[[ GIVEN DATA open ]]

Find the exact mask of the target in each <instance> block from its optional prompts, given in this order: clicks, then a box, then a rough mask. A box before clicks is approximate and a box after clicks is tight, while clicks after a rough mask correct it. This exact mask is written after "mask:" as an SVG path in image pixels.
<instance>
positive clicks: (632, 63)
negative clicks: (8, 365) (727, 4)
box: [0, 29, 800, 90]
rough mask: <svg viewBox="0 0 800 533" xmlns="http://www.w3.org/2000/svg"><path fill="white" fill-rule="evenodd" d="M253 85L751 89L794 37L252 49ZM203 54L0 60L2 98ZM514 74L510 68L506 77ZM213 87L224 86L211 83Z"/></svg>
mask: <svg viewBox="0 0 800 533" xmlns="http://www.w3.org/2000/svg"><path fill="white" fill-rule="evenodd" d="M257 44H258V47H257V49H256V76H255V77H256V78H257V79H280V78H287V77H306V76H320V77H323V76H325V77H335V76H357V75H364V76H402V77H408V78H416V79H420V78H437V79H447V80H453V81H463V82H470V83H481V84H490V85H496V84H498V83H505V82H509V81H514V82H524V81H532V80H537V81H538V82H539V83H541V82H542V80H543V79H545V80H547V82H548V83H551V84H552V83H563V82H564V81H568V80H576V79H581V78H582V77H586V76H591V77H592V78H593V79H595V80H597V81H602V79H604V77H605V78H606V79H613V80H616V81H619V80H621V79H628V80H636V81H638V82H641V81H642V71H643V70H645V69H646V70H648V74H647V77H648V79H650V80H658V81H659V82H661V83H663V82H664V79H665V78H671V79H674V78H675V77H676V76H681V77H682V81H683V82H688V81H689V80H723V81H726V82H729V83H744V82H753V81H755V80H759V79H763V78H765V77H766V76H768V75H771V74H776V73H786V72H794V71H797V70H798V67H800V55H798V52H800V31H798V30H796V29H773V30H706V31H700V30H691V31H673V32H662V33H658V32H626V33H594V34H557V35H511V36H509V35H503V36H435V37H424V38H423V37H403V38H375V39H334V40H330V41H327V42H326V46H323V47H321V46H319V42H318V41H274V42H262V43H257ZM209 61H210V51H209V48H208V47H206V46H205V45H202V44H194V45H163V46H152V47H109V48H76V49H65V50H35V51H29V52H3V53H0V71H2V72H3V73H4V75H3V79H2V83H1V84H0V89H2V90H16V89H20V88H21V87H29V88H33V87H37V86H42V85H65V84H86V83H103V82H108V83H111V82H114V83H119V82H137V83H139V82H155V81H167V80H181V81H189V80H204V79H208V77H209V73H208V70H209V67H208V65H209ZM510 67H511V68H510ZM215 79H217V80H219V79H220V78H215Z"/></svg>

[[ GIVEN DATA closed ]]

Everything above, from first entry to last, must be reproduced exactly.

ANSWER SECTION –
Find the exact mask of the target in each <instance> block from its optional prompts, given in this order: clicks, then a box, then a rough mask. A box before clicks is approximate and a box after clicks is tight, while clicks after a rough mask correct it. This exact mask is written after "mask:" as an SVG path in image pixels.
<instance>
positive clicks: (632, 63)
negative clicks: (8, 365) (727, 4)
box: [0, 29, 800, 90]
rough mask: <svg viewBox="0 0 800 533" xmlns="http://www.w3.org/2000/svg"><path fill="white" fill-rule="evenodd" d="M253 85L751 89L794 37L252 49ZM203 54L0 60L2 98ZM514 74L510 68L506 77ZM213 87L224 86L211 83Z"/></svg>
mask: <svg viewBox="0 0 800 533" xmlns="http://www.w3.org/2000/svg"><path fill="white" fill-rule="evenodd" d="M257 44H258V47H257V49H256V76H255V77H256V78H257V79H280V78H287V77H306V76H320V77H323V76H325V77H335V76H357V75H364V76H402V77H408V78H416V79H420V78H437V79H447V80H453V81H463V82H470V83H481V84H490V85H496V84H498V83H505V82H509V81H514V82H524V81H532V80H537V81H538V82H539V83H541V82H542V80H543V79H545V80H547V82H548V83H551V84H552V83H563V82H564V81H568V80H576V79H581V78H582V77H586V76H591V77H592V78H593V79H595V80H597V81H602V79H604V77H605V78H606V79H613V80H616V81H619V80H621V79H628V80H636V81H638V82H641V81H642V71H643V70H645V69H646V70H648V74H647V77H648V79H650V80H658V81H659V82H661V83H663V82H664V79H665V78H671V79H674V78H675V77H676V76H681V77H682V81H683V82H688V81H689V80H723V81H726V82H729V83H744V82H753V81H755V80H759V79H763V78H765V77H766V76H768V75H771V74H776V73H786V72H794V71H797V70H798V67H800V55H798V52H800V31H798V30H796V29H773V30H706V31H700V30H691V31H673V32H662V33H658V32H626V33H594V34H557V35H511V36H509V35H503V36H435V37H424V38H423V37H403V38H375V39H334V40H330V41H327V42H326V46H323V47H321V46H319V42H318V41H274V42H262V43H257ZM209 61H210V51H209V48H208V47H206V46H205V45H202V44H194V45H163V46H152V47H109V48H76V49H65V50H35V51H29V52H3V53H0V71H2V72H3V73H4V75H3V79H2V83H1V84H0V89H2V90H16V89H20V88H21V87H29V88H33V87H37V86H42V85H65V84H86V83H103V82H108V83H111V82H114V83H119V82H137V83H139V82H155V81H167V80H181V81H189V80H204V79H208V77H209V73H208V70H209V67H208V65H209ZM510 67H511V68H510ZM215 79H217V80H219V79H220V78H215Z"/></svg>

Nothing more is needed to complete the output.